## Task objective
Copy down the entries below without changes, starting at the line that contains "ground and give its position." and ending at the line that contains "326,70 -> 423,162", both lines included.

## Data records
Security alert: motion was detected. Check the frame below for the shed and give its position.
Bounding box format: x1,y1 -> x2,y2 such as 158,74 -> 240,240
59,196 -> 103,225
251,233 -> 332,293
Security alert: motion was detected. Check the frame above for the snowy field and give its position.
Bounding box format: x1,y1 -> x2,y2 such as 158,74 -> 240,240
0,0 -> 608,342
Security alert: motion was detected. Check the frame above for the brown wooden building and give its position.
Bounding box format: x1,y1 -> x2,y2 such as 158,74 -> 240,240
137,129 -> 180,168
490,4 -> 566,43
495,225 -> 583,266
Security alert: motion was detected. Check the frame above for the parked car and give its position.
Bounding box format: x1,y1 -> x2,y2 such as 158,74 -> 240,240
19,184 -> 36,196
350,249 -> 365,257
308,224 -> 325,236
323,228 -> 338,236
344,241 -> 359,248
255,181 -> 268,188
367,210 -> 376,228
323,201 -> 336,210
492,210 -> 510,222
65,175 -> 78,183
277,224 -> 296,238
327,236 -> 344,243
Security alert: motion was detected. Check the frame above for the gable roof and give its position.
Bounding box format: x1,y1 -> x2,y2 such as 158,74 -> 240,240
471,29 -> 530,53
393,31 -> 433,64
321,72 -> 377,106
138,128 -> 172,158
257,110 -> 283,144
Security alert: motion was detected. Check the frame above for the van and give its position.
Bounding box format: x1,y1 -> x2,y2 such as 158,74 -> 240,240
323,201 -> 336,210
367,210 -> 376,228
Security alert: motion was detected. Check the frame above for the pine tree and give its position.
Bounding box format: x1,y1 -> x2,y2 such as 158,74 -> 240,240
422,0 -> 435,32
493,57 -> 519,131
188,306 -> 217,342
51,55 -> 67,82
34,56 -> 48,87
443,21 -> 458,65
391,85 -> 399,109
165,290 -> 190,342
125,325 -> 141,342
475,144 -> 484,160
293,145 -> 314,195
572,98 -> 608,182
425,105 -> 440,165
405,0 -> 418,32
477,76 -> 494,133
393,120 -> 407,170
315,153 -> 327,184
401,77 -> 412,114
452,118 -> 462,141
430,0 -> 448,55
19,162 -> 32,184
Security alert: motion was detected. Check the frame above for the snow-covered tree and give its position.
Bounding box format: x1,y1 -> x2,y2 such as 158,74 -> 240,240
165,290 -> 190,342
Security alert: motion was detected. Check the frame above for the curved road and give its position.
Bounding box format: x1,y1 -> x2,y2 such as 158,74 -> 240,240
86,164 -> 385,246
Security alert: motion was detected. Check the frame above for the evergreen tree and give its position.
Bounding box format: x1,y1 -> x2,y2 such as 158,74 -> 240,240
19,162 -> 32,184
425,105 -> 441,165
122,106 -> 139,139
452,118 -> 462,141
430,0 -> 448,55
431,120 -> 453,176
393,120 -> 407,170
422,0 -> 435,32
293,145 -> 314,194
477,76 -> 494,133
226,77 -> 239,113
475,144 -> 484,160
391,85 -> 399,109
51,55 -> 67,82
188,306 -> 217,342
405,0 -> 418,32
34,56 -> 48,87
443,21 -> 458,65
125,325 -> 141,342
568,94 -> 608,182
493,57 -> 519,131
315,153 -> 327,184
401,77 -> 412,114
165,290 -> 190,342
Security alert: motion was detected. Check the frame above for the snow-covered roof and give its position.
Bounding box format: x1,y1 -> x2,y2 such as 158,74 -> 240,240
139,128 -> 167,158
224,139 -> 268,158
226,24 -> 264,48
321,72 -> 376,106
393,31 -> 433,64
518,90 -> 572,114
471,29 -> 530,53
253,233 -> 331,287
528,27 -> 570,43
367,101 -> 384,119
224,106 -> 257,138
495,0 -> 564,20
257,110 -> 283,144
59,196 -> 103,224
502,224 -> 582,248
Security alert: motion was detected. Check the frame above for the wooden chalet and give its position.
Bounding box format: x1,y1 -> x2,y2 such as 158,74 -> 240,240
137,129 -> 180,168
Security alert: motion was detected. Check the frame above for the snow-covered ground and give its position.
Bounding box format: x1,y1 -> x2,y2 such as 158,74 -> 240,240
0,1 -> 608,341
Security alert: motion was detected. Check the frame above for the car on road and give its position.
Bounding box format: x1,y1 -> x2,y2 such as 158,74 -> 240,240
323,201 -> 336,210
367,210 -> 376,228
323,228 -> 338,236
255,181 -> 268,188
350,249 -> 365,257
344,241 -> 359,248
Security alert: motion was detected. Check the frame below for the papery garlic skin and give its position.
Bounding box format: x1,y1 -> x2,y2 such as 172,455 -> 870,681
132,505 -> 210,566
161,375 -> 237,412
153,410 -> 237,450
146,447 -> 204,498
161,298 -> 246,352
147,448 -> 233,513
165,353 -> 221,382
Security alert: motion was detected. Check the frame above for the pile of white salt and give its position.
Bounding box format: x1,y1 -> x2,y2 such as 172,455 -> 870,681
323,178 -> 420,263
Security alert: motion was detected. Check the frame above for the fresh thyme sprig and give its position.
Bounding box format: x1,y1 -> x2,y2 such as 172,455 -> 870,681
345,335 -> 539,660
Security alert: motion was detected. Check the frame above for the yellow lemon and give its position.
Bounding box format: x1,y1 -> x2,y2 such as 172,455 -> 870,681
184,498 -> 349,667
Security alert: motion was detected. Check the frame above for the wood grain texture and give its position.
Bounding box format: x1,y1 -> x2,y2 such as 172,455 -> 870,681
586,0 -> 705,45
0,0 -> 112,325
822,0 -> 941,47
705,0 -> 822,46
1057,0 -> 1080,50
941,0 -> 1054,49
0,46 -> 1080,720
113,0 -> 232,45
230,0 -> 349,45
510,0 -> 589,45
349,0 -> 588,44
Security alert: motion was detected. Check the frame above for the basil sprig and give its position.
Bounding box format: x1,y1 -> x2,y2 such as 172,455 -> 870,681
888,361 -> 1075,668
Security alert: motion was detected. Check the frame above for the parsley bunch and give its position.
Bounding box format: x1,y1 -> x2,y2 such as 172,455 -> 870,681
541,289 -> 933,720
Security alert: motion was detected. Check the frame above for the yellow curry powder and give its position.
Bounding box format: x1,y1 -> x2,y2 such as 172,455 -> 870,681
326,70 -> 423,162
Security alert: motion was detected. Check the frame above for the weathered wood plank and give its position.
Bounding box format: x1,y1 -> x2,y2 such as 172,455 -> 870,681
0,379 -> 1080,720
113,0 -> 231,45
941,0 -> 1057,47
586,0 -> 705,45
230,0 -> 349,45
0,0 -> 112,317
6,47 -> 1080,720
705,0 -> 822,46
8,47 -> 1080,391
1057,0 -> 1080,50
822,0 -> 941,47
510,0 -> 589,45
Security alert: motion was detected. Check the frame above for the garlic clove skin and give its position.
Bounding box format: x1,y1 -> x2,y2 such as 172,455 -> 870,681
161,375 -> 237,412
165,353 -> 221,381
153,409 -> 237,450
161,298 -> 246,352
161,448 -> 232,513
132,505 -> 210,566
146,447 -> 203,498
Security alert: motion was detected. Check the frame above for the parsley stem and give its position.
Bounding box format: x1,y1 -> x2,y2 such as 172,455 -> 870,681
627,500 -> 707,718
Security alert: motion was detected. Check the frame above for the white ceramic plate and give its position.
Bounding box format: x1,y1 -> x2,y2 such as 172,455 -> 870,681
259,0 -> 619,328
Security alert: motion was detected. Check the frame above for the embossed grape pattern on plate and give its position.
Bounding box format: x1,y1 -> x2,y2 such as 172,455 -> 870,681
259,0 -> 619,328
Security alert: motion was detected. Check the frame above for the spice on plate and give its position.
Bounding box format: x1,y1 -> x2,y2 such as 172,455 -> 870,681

## In response
Security alert: motion was detected. Check the frame above for the snow-covered ground and give its position.
Bounding box format: x1,y1 -> x2,y2 such as 158,74 -> 240,240
0,1 -> 608,341
Security alert: motion was detected. Check the frame above for the car on road and give its position.
Bounding box format: x1,y1 -> x2,y2 such as 158,74 -> 240,240
323,201 -> 336,210
367,210 -> 376,228
323,228 -> 338,236
255,181 -> 268,188
350,249 -> 365,257
344,241 -> 359,248
Security alert: motion was detected. Check the frame below for the papery garlic skin and give its position.
Bounding box format: x1,y1 -> x2,y2 such as 172,455 -> 870,681
132,505 -> 210,566
161,375 -> 237,412
153,410 -> 237,450
146,447 -> 204,498
161,298 -> 246,352
147,448 -> 233,513
165,353 -> 221,382
Security alert: motion was detected. Check the frame above for the pile of white salt and give its position.
Bounding box format: x1,y1 -> x2,y2 such as 172,455 -> 870,681
323,178 -> 420,263
Security alert: motion was detected. Check the frame above for the fresh thyme sprig and give its position.
Bounding box format: x1,y1 -> x2,y2 such as 172,455 -> 870,681
345,335 -> 539,660
Security alert: motion was detected. Check the frame above for the yellow lemon and give its position.
Bounding box format: x1,y1 -> x2,y2 such as 172,455 -> 870,681
184,498 -> 349,667
Security alert: motion was detected. Check the frame above for the wood grain texture and give its position.
Bounding box format: x1,y1 -> x2,y2 such as 172,455 -> 870,681
586,0 -> 705,45
0,0 -> 112,325
822,0 -> 941,47
705,0 -> 822,46
1057,0 -> 1080,50
941,0 -> 1054,49
0,46 -> 1080,720
113,0 -> 232,45
230,0 -> 349,45
510,0 -> 589,45
349,0 -> 588,44
Security alert: motion was detected. Check the frame above for the basil sprig and give its position.
Bounding box format: x1,y1 -> x2,y2 such as 172,455 -> 870,681
888,361 -> 1075,668
Security alert: motion was detected. Check the frame above for the parsley bunch and give its position.
Bounding box format: x1,y1 -> x2,y2 such as 172,455 -> 870,681
541,289 -> 933,720
Security alert: motion was detected. Check the frame above for the yellow curry powder and give its position.
Bounding box format: x1,y1 -> x2,y2 such as 172,455 -> 870,681
326,70 -> 423,162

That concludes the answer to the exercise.